Furthermore, a study published in the Journal of the American College of Nutrition shows 6 milligrams of caffeine per kilogram can change body temperature in women. And the results were not solely dependent on caffeine, as the chlorogenic acid also correlated with the REE values.

Caffeine May Mobilize Fat

Impaired fat metabolism makes it difficult to lose weight and essentially immobilizes fat. Caffeine shows to activate the sympathetic nervous system, which is necessary for inducing lipolysis, or the process of breaking down fat into free fatty acids (FFAs).

Upon the release, however, it is important to clear the free fatty acids by burning them through exercise or a negative energy balance. Without proper clearance, the FFAs essentially continue to circulate within the blood stream and increase the risk of insulin resistance and inflammation.

Coffee Offers More Benefits

While the caffeine content is well-explored for weight loss strategies, the main beneficial effects of coffee consumption seem to rely on other compounds it supplies. 

Coffee is rich in a number of nutrients, antioxidants, anti-inflammatories, including riboflavin, pantothenic acid, manganese, potassium, magnesium, niacin, chlorogenic acids, and diterpenes.

Chlorogenic acids also have shown to lower blood pressure and improve glucose metabolism, while diterpenes protect from of inflammation. Nonetheless, the benefits of coffee include, but certainly not limited to, heart health, diabetes management, cognition, and longevity.

Additional Considerations to Lose Weight with Coffee

How much caffeine and coffee for weight loss?

While there is no specific amount known to lose weight with coffee, the Mayo Clinic suggests up to 400 milligrams (mg) of caffeine a day appears to be safe for most healthy adults. To put this in perspective, a typical cup of coffee provides approximately 75 to 100 mg of caffeine, which translates to about four to five cups of joe daily.

**EXCERPTED RECORDS:**
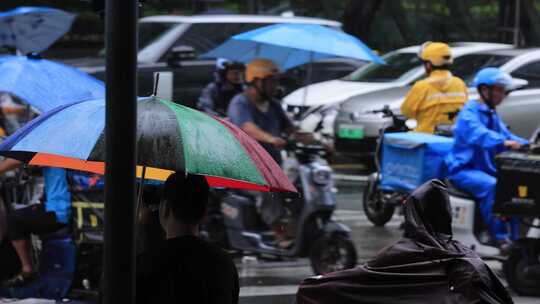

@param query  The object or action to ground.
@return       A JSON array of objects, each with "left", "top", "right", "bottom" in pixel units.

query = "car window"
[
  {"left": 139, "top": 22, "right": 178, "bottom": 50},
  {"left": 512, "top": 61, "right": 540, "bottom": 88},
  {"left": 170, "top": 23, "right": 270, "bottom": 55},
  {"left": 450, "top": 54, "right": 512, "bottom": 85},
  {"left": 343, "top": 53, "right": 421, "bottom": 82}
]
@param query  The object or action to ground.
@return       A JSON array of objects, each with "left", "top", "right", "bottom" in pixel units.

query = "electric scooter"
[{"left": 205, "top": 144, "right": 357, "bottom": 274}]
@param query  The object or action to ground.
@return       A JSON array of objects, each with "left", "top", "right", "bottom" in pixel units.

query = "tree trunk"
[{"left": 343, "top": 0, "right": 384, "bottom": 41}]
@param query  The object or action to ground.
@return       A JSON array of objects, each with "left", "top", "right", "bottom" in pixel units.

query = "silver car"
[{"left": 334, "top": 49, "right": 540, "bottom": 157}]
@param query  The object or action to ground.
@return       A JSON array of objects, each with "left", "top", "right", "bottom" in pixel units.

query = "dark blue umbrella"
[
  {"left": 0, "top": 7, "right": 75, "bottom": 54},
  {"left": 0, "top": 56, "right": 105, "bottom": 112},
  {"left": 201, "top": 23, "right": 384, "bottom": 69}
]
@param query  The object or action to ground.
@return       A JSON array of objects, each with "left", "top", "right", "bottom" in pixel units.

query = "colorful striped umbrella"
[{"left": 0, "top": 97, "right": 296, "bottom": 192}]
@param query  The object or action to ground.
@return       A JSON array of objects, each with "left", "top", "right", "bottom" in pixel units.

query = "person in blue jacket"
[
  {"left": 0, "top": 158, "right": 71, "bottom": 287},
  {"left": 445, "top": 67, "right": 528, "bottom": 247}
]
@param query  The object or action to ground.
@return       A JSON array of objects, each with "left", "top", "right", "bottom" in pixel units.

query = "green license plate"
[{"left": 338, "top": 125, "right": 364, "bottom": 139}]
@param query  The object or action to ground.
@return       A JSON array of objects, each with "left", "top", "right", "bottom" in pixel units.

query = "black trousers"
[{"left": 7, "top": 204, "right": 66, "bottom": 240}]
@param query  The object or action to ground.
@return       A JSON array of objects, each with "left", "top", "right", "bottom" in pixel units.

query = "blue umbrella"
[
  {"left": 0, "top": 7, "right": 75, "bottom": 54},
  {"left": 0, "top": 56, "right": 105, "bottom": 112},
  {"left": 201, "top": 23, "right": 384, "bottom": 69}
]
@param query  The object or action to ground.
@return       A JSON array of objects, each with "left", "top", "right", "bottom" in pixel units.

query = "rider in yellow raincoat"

**TASK INSTRUCTIONS:** In the coffee article, can you write out the passage that begins with "Caffeine May Mobilize" and ends with "fatty acids (FFAs).", substituting "central nervous system" for "sympathetic nervous system"?

**TASK ANSWER:**
Caffeine May Mobilize Fat

Impaired fat metabolism makes it difficult to lose weight and essentially immobilizes fat. Caffeine shows to activate the central nervous system, which is necessary for inducing lipolysis, or the process of breaking down fat into free fatty acids (FFAs).